■ **Your task**
Give back the line that contains "of the black" and every following line, exactly as they appear, through the end of the data.

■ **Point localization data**
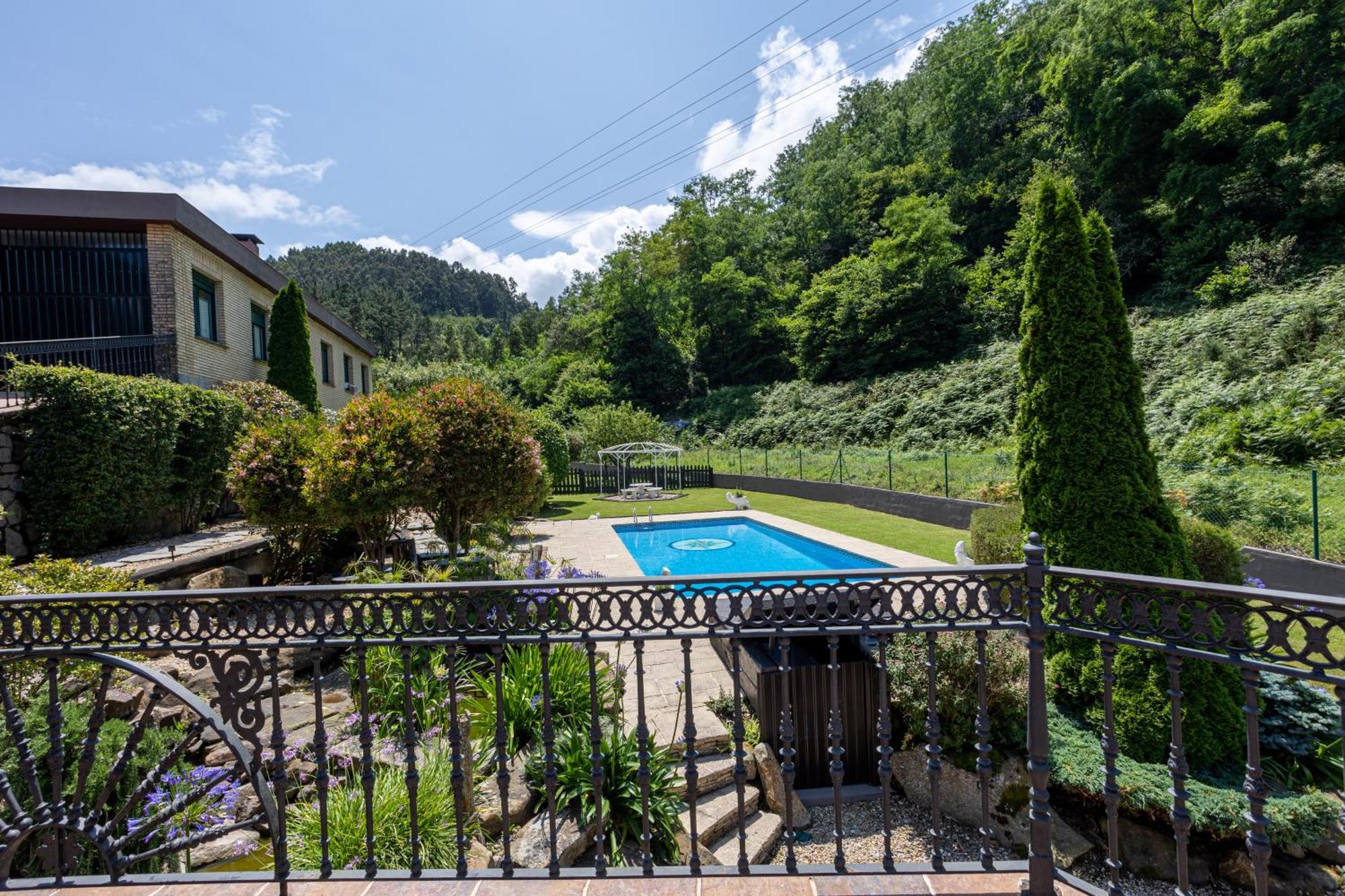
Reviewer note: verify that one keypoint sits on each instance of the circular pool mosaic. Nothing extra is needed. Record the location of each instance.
(703, 544)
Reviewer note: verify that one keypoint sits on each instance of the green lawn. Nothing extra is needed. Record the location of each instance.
(918, 537)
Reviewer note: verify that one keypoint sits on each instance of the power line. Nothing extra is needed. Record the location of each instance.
(665, 190)
(673, 186)
(539, 194)
(707, 142)
(617, 120)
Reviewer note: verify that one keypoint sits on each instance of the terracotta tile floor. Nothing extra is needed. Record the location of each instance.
(948, 884)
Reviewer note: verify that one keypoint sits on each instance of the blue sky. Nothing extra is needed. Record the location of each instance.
(307, 123)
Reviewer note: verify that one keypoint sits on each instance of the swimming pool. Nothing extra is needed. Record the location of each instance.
(731, 545)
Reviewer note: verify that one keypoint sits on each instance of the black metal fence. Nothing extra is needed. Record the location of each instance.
(298, 764)
(587, 479)
(130, 356)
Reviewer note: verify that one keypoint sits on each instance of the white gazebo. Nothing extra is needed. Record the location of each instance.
(665, 459)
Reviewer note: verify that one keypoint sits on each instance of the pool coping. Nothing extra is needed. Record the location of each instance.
(595, 544)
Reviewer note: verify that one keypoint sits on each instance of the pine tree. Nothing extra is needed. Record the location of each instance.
(290, 353)
(1089, 478)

■ **Solution**
Reviewer note: verify that one keypoint sits on each instance of the black metal fence. Nothing extra is needed. Record the location of each instance.
(298, 764)
(587, 479)
(130, 356)
Reviewer note: verify that one keypoint sits on each instance of the white gazebo. Nothing extra is needed. Record the location of each instance.
(665, 459)
Reviewer note: verify that one keypoint sits on each instance of the pool coping. Nothing extra is needed. Record the location of each instance.
(595, 544)
Reviewer note: verify that one keypoint sits on each instance of the pine tree. Nothing extra is needed. Record the location of each instance.
(290, 353)
(1089, 478)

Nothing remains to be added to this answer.